=== SOURCE MATERIAL ===

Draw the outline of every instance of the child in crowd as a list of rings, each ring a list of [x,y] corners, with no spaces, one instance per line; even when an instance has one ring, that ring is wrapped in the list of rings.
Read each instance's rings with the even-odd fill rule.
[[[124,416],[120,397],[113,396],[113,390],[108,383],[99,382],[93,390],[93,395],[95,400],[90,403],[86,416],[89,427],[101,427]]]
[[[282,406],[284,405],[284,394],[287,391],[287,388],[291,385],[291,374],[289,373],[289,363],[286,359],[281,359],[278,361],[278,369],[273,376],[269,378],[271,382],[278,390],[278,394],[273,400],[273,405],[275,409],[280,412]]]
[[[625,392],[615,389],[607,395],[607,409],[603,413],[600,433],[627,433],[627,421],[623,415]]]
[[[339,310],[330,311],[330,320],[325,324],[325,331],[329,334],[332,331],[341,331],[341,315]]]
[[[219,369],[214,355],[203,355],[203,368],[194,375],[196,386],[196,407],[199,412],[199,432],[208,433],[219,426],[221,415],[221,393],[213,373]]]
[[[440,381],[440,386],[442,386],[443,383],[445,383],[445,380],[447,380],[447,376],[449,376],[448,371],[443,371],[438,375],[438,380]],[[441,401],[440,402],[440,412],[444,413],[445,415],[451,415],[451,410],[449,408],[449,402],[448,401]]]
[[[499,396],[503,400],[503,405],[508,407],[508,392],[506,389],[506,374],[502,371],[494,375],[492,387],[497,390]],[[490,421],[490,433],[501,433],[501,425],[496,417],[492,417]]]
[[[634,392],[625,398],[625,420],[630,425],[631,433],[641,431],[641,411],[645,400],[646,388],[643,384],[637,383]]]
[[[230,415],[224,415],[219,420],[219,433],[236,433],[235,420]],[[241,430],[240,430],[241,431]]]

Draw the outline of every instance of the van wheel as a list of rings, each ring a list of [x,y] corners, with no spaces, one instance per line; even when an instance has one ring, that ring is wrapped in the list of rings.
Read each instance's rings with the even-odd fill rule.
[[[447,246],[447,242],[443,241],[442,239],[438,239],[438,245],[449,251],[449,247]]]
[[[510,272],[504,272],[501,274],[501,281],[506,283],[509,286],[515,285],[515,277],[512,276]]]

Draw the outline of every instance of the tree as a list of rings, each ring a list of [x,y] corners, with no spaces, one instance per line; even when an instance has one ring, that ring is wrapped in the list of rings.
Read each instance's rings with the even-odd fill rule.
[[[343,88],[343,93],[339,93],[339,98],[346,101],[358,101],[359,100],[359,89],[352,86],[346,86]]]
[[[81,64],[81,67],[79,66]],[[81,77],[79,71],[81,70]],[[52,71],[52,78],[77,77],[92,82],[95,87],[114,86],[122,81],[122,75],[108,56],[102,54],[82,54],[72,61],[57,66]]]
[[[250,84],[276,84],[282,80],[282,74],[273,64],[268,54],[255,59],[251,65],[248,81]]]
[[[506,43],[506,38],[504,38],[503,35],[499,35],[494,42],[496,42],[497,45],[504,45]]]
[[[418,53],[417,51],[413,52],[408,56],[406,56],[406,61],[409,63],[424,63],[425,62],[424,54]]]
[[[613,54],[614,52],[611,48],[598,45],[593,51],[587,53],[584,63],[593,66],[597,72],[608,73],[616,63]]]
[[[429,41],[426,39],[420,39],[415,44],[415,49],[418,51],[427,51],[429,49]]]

===
=== SOURCE MATERIAL ===

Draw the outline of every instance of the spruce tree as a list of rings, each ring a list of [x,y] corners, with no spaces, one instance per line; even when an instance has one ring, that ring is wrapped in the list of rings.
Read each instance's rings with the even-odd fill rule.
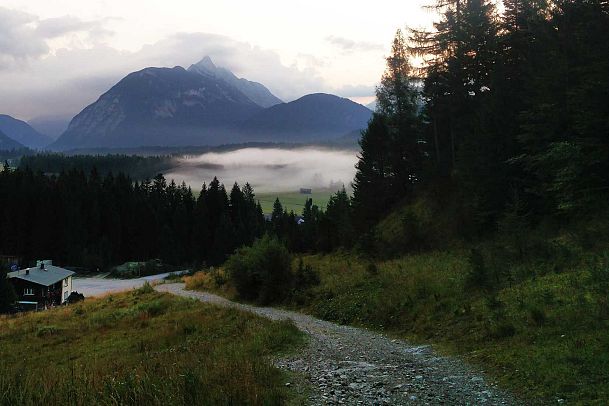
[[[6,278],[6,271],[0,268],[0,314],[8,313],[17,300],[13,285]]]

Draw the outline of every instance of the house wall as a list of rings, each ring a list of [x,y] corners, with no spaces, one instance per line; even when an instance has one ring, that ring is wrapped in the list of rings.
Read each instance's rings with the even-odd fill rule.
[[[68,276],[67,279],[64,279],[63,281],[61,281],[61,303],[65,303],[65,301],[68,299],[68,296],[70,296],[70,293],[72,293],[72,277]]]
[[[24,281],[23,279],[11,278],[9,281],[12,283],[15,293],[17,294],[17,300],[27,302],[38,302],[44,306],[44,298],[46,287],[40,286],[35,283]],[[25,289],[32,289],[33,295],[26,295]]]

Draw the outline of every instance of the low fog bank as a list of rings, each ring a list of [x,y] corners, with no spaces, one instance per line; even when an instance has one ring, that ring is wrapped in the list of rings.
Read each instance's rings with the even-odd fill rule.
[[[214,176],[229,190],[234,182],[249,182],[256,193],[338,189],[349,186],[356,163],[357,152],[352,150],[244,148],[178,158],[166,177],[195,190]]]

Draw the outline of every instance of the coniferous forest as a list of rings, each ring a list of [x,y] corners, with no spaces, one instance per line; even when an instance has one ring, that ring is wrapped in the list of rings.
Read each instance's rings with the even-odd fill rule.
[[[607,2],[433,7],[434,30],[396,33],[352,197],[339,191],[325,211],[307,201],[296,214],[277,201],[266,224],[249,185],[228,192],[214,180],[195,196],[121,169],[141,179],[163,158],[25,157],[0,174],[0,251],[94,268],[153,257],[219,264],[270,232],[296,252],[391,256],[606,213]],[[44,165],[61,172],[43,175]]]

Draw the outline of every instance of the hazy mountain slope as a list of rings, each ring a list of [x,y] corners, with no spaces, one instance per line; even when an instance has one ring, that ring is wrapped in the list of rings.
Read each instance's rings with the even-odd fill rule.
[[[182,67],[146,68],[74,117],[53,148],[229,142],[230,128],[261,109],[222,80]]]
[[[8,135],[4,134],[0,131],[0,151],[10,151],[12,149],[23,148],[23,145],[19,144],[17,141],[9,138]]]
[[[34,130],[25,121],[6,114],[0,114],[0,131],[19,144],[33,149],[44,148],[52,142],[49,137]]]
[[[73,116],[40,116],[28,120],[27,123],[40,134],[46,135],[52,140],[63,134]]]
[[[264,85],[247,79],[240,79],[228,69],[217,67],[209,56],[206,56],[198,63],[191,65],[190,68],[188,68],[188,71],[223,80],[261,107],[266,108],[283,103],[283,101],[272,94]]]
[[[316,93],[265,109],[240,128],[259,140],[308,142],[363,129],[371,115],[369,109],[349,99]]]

===

§ THE PROBLEM
Return only the stretch of the material above from the line holding "Draw the outline of every instance of the house" through the line holding "Draw the outline of every instance of the low", copied exactly.

§ TASK OUTPUT
Draw the outline of every instance of the house wall as a list of rings, each ring a list of [x,y] corners, with no spaces, one instance per line; even when an instance has one ring, that ring is wrapped in the list of rings.
Read each instance's rings with the even-odd fill rule.
[[[68,276],[67,279],[64,279],[63,281],[61,281],[61,303],[65,303],[65,301],[68,299],[68,296],[70,296],[70,293],[72,293],[72,277]]]
[[[24,281],[23,279],[11,278],[9,281],[12,283],[15,293],[17,294],[17,300],[27,302],[38,302],[44,306],[44,298],[46,287],[40,286],[35,283]],[[25,289],[32,289],[33,295],[26,295]]]

Draw the outline of every instance of the low fog bank as a list of rings, each ring a list of [x,y] corners, with no spaces, one instance per line; even when an instance has one ring, that ring is wrapped in the list of rings.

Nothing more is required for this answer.